EXERCISE GOAL » With no edits of any kind, print each record that follows.

DATA SHOWN »
══════════
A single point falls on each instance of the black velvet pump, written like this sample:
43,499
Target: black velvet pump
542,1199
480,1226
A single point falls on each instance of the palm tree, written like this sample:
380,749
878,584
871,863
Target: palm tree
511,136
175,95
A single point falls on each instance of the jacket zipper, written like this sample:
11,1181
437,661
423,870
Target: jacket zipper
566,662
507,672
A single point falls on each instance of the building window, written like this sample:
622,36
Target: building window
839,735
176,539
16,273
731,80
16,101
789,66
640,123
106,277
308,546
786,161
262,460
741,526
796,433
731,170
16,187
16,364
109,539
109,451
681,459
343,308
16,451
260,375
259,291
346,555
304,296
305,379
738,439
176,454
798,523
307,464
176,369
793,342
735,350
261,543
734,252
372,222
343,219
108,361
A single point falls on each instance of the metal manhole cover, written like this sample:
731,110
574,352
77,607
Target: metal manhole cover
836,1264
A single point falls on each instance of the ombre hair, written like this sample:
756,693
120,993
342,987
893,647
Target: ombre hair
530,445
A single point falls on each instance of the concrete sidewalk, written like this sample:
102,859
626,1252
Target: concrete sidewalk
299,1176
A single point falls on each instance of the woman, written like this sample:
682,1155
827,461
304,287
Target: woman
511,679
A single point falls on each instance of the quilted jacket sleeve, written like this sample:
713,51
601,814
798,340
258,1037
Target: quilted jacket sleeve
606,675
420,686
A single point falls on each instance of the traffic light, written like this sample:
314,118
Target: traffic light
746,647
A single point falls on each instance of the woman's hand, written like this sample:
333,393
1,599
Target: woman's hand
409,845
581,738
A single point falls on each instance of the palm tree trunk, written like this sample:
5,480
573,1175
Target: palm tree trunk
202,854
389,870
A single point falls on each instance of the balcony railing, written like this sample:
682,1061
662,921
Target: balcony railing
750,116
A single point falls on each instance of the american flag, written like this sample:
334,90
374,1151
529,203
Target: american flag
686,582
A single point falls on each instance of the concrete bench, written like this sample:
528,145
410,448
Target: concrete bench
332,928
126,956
══════════
EXPECTED ANSWER »
A single point falls on each instance of the black velvet pump, written like this sample:
43,499
Target: black velvet pump
542,1199
480,1226
A single point falls on each instance of the palm tree, written like this sample:
380,749
878,584
871,863
Target: palm tree
511,136
175,95
A single point falls on each instance of the jacket zipper, written like this sample:
11,1181
437,661
423,870
Target: jacket zipper
566,662
507,672
A single point falls on each instance of the building window, written like this sample:
622,36
Target: building window
839,735
176,539
16,273
731,80
16,101
789,66
640,123
106,277
308,546
786,161
262,460
741,526
796,433
731,170
16,187
16,364
109,539
109,451
681,459
343,308
16,451
260,375
259,291
346,555
304,296
305,379
738,439
176,454
798,523
307,464
176,369
793,342
735,350
261,543
734,252
372,222
343,219
108,361
A single point falls on each instance of the metal manhole cover, written like this sample:
731,110
574,352
77,607
Target: metal manhole cover
836,1264
A single point falls on each instance of the ombre hair, written like this sample:
756,693
120,993
342,987
893,647
Target: ombre hair
530,445
A single point falls on each instance of the concrete sidewalk, written like this sample:
102,859
626,1252
Target: concrete sidewalk
299,1176
A single point falls on each instance of the woman, written like this sample:
682,1155
827,461
304,287
Target: woman
511,679
A single point falls on each instance of the quilted jacket sleeve, written like this sample:
713,51
601,814
798,340
258,1037
Target: quilted jacket sleeve
606,675
420,686
A single point falls on each instance of the traffic light, written like this sample:
314,118
Target: traffic light
746,647
A single point falls on each instance of the woman's hand, written like this sample:
333,393
1,599
Target: woman's hand
409,845
581,738
A single point falls on each instance of the palm tree trunk, written like this sample:
5,480
573,1175
Target: palm tree trunk
202,854
389,870
A single point falls on each instance of the balcony railing, written like this sample:
682,1061
662,921
Target: balcony railing
750,116
A single point falls on each instance of the american flag, written like this sample:
334,90
374,1151
529,203
Target: american flag
686,582
A single point falls on each instance of the concrete bench, written like this sample:
528,145
410,448
Target: concrete bench
332,928
126,956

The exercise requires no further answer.